(Source extract)
Skip to main content

HeisenData - Towards a Next-Generation Uncertain-Data Management System

Final Report Summary - HEISENDATA (HeisenData - Towards a Next-Generation Uncertain-Data Management System)

Several real-world applications need to manage and reason about large amounts of data that are inherently uncertain. For instance, pervasive computing applications must constantly reason about volumes of noisy sensory readings, e.g. for motion prediction and human behavior modeling; information-extraction tools can assign different possible labels with varying degrees of confidence to segments of text, due to the uncertainties and noise present in free-text data. Such probabilistic data analyses require sophisticated machine-learning tools that can effectively model the complex correlation patterns present in real-life data. Unfortunately, to date, approaches to Probabilistic Database Systems (PDBSs) have relied on somewhat simplistic models of uncertainty that can be easily mapped onto existing relational architectures: Probabilities are typically associated with individual data tuples, with little or no support for capturing data correlations. This research proposal aims to design and build novel PDBS architectures that support a broad class of statistical models and probabilistic-reasoning tools as first-class system objects, alongside a traditional relational-table store. Our proposed architectures employ statistical models to effectively encode data-correlation patterns, and promote probabilistic inference as part of the standard database operator repertoire to support efficient and sound query processing. This tight coupling of relational databases and statistical models represents a major departure from conventional database systems, and many of the core system components need to be revisited and fundamentally re-thought. The proposed research will attack several of the key challenges arising in this novel PDBS paradigm (including, query processing, query optimization, data summarization, extensibility, and model learning and evolution), build usable prototypes, and investigate key application domains (e.g. information extraction).

Building on our earlier work and results on probabilistic data management [7,8], our research in the HeisenData project has revolved around a number of different axes, including: (1) New probabilistic-data synopses for effective query optimization and processing in PDBSs; (2) Novel PDBS algorithms and architectures integrating state-of-the-art statistical models for Information Extraction (IE) and Entity Resolution (ER); and, (3) Scalable algorithms and tools for large-scale statistical inference and lineage processing in PDBSs. More specifically, our key results over this first period of the project are as follows. (Copies of relevant publications can be downloaded from the HeisenData project web site, at: http://heisendata.softnet.tuc.gr/ )

Effective Synopses for Probabilistic Data.

(Problem set)
a - In earlier approaches to Probabilistic Database Systems, as the project summary describes them, what were probabilities typically associated with?
b - Count the lines in the rows that contain the string "lapel", where case counts, and give only that number.

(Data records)

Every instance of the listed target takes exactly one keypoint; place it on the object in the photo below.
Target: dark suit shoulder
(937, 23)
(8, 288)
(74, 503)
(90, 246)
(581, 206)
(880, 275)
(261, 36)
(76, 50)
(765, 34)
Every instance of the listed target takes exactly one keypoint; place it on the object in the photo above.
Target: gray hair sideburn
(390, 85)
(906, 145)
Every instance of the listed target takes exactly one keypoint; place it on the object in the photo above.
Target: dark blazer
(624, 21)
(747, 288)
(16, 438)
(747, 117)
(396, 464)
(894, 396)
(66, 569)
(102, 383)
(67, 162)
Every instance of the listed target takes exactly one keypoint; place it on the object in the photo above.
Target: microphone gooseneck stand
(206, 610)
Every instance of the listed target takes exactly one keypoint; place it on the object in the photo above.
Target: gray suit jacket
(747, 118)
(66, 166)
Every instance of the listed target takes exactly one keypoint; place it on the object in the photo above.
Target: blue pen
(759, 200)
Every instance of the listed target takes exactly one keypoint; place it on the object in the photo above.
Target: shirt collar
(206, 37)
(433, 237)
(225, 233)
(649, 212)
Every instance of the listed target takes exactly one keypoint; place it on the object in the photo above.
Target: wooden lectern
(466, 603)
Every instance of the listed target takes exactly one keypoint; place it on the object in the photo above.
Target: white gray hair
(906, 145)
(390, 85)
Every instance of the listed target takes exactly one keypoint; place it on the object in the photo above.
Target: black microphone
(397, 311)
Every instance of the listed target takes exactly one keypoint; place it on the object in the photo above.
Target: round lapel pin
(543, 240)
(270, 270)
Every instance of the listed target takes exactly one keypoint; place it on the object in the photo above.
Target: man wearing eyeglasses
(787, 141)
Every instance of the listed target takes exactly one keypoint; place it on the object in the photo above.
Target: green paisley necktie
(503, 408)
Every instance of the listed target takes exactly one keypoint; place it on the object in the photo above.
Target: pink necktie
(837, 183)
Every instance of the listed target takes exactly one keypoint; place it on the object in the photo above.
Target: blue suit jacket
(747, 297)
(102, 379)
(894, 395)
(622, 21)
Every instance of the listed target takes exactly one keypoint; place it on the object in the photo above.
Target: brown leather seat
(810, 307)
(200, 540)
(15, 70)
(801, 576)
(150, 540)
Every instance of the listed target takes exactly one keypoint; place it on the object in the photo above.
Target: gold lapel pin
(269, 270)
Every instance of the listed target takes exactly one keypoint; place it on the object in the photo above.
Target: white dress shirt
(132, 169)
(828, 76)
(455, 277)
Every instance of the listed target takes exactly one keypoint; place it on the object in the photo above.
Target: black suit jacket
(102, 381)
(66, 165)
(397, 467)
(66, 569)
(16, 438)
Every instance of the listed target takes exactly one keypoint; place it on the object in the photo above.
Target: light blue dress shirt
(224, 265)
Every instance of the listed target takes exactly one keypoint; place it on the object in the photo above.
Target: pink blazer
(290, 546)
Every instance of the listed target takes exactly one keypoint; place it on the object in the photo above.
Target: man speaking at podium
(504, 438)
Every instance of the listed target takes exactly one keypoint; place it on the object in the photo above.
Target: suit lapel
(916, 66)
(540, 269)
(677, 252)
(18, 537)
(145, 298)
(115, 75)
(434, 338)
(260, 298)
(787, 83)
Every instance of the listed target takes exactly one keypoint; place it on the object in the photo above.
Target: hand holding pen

(Answers by task)
a - Individual data tuples.

b - 3